Given problem >> Count the lines in the records below that contain the string "square", and reply with that number alone.

Records >>
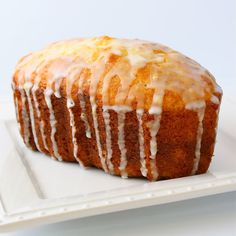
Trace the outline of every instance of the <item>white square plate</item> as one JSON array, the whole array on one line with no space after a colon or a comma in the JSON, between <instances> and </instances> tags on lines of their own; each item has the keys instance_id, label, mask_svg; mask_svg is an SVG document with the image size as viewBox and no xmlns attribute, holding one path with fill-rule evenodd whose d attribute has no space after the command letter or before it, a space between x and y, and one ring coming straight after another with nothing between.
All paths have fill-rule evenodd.
<instances>
[{"instance_id":1,"label":"white square plate","mask_svg":"<svg viewBox=\"0 0 236 236\"><path fill-rule=\"evenodd\" d=\"M13 103L1 103L0 231L236 190L236 103L224 99L208 173L148 182L83 170L28 150Z\"/></svg>"}]
</instances>

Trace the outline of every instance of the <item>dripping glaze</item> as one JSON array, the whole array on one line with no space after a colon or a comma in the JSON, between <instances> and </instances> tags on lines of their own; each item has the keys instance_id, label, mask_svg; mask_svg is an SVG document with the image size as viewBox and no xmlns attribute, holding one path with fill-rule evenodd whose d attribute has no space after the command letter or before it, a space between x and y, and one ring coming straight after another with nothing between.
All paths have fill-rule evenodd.
<instances>
[{"instance_id":1,"label":"dripping glaze","mask_svg":"<svg viewBox=\"0 0 236 236\"><path fill-rule=\"evenodd\" d=\"M112 57L116 58L116 62L108 70L107 67ZM55 65L53 65L54 61ZM182 62L181 68L179 68L179 61ZM39 151L42 148L37 140L34 116L37 116L40 119L41 111L38 106L36 91L42 80L40 73L47 65L49 65L47 70L50 73L49 79L46 83L46 88L44 90L44 99L50 116L49 123L51 127L50 139L52 142L52 149L54 156L58 160L62 160L62 157L58 152L58 143L56 140L57 120L54 114L52 96L57 98L61 97L61 84L63 79L65 79L73 154L74 158L80 165L83 166L83 163L79 159L78 155L78 140L76 139L75 127L76 116L73 114L72 110L75 105L72 98L72 86L75 82L78 85L76 96L79 100L79 106L81 109L80 118L85 127L85 135L88 139L94 138L96 140L97 153L100 158L101 166L105 172L114 174L114 166L112 164L113 151L109 110L116 112L118 117L117 142L120 150L119 170L123 178L128 177L128 173L126 171L128 160L126 156L127 150L124 132L126 113L136 110L138 120L140 172L143 176L148 175L146 158L150 158L150 175L153 180L158 179L157 135L159 129L161 128L163 99L166 91L177 91L182 96L182 100L185 103L185 108L192 110L197 114L198 129L192 174L197 172L201 156L203 120L206 107L204 100L202 100L205 93L205 90L203 89L205 82L202 80L202 75L207 74L206 70L200 67L197 63L160 44L154 44L141 40L113 39L107 36L62 41L51 44L44 50L30 54L21 60L16 67L16 71L18 72L25 71L26 76L19 80L19 84L14 84L14 87L19 88L22 100L21 115L24 117L23 138L26 144L29 145L29 127L31 122L33 138ZM154 93L149 107L144 107L145 96L144 92L142 92L142 86L144 86L144 84L136 84L133 87L132 85L135 82L139 71L146 68L148 65L151 65L152 69L150 75L148 75L150 78L147 82L145 82L145 89L151 89ZM169 74L163 75L159 73L160 67L163 67L163 70L168 71ZM191 68L191 70L189 68ZM88 69L90 71L88 95L92 112L92 124L89 123L86 112L84 84L87 82L87 79L82 75L83 69ZM39 76L37 76L37 79L34 83L32 83L31 74L34 71L37 71ZM114 77L119 78L119 87L114 97L115 105L112 105L110 104L109 99L109 89ZM101 80L103 83L100 88L99 86L101 86ZM210 77L209 80L211 80ZM214 92L221 93L214 80L210 82L214 87ZM189 86L188 83L191 84L192 87L186 89L185 86ZM101 128L98 123L98 90L101 91L102 119L105 123L106 152L103 152L100 138ZM193 93L193 90L196 93ZM32 101L30 98L30 93L32 93ZM132 101L134 100L137 102L136 107L133 107L132 105ZM210 100L214 104L220 103L218 97L215 95L213 95ZM29 114L26 109L26 101L28 102ZM33 107L35 107L36 110L35 114ZM17 110L18 109L19 108L17 108ZM153 120L147 124L143 123L144 112L147 112L148 115L153 118ZM144 125L148 127L150 140L144 139ZM92 132L93 130L94 132ZM39 123L39 131L43 140L43 148L48 150L45 138L45 125L43 121ZM94 137L92 137L93 133ZM147 145L147 142L149 142L148 146L150 147L149 157L145 156L145 145Z\"/></svg>"}]
</instances>

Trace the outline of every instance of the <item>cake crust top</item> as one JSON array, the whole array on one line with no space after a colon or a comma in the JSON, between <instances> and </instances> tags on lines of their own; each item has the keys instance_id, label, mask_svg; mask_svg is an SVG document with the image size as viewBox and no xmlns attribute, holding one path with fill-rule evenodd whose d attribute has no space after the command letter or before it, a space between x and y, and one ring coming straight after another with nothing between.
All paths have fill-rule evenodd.
<instances>
[{"instance_id":1,"label":"cake crust top","mask_svg":"<svg viewBox=\"0 0 236 236\"><path fill-rule=\"evenodd\" d=\"M154 113L165 93L186 108L207 100L219 103L222 93L205 68L169 47L108 36L60 41L23 57L13 87L40 87L67 98L83 91L103 105Z\"/></svg>"}]
</instances>

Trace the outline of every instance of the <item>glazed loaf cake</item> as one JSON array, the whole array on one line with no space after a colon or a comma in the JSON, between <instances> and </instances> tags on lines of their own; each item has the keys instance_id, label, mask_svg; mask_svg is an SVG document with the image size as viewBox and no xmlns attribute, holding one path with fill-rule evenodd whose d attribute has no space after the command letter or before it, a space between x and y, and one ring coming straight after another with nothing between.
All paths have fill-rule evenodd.
<instances>
[{"instance_id":1,"label":"glazed loaf cake","mask_svg":"<svg viewBox=\"0 0 236 236\"><path fill-rule=\"evenodd\" d=\"M23 57L12 88L25 144L59 161L161 180L211 162L222 90L166 46L107 36Z\"/></svg>"}]
</instances>

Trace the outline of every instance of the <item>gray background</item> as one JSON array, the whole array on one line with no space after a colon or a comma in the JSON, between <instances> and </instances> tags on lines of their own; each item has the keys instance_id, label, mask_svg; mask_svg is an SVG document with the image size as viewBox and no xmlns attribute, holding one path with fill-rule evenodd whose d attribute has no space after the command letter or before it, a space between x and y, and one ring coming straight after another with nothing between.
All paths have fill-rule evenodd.
<instances>
[{"instance_id":1,"label":"gray background","mask_svg":"<svg viewBox=\"0 0 236 236\"><path fill-rule=\"evenodd\" d=\"M52 41L99 35L169 45L208 68L235 99L233 0L8 0L0 2L0 30L0 99L11 98L21 56ZM235 199L236 192L226 193L3 235L236 235Z\"/></svg>"}]
</instances>

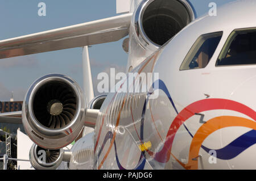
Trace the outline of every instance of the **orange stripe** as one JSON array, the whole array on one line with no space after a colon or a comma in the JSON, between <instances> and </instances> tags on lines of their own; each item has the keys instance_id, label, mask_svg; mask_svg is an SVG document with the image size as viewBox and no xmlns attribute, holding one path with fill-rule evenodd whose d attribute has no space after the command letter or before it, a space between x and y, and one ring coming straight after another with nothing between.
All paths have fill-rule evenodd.
<instances>
[{"instance_id":1,"label":"orange stripe","mask_svg":"<svg viewBox=\"0 0 256 181\"><path fill-rule=\"evenodd\" d=\"M123 103L122 104L122 107L118 112L118 116L117 117L117 123L115 124L115 127L114 129L115 130L114 132L114 134L113 135L112 140L111 140L110 145L109 146L108 151L106 152L106 154L105 155L104 157L103 158L102 160L101 161L101 163L98 166L98 170L100 170L101 169L101 166L102 166L103 163L104 163L105 159L106 159L108 155L109 154L109 152L110 151L111 148L112 148L113 144L114 144L114 141L115 141L115 136L117 134L117 127L119 124L119 121L120 120L121 112L123 108L123 106L125 105L125 100L126 100L126 97L127 97L127 94L126 95L125 99L123 100Z\"/></svg>"},{"instance_id":2,"label":"orange stripe","mask_svg":"<svg viewBox=\"0 0 256 181\"><path fill-rule=\"evenodd\" d=\"M148 60L146 60L147 62L139 69L139 70L138 71L138 74L141 74L141 73L142 71L142 70L144 69L144 68L146 67L146 66L150 62L150 61L152 60L152 58L155 58L155 59L156 58L156 55L157 55L157 54L158 54L158 53L156 53L154 56L152 56L151 57L150 57ZM137 76L136 77L135 80L136 80L136 79L138 78L138 75L137 75ZM131 86L131 85L130 85L130 86ZM115 94L117 94L117 92ZM114 96L115 95L116 95L116 94L114 96ZM122 107L121 107L121 110L120 110L120 111L119 111L119 113L118 113L118 118L117 118L117 123L115 124L115 129L114 129L115 131L114 131L114 134L113 134L113 136L112 140L111 142L110 142L110 145L109 145L109 149L108 149L106 154L105 155L104 157L103 158L102 160L101 161L101 163L100 164L100 165L98 167L98 170L100 170L101 169L101 166L102 166L103 163L104 163L105 161L106 160L106 158L108 157L108 155L109 155L109 153L110 151L111 148L112 148L112 146L113 146L113 145L114 144L114 141L115 138L115 136L117 134L117 131L116 131L117 127L118 127L118 125L119 124L119 120L120 120L121 112L122 111L122 109L123 108L123 106L124 106L125 102L126 101L127 95L127 93L126 93L126 95L125 95L125 99L123 100L123 103L122 103ZM103 123L102 123L102 124L103 124ZM98 138L99 138L99 136L98 136ZM95 152L96 148L96 146L95 146L95 148L94 148L94 152Z\"/></svg>"},{"instance_id":3,"label":"orange stripe","mask_svg":"<svg viewBox=\"0 0 256 181\"><path fill-rule=\"evenodd\" d=\"M204 124L195 134L189 149L187 169L198 169L198 161L192 160L199 154L199 150L204 140L220 129L230 127L242 127L256 130L256 122L251 120L236 116L220 116L209 120Z\"/></svg>"}]
</instances>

Answer to the task >> 2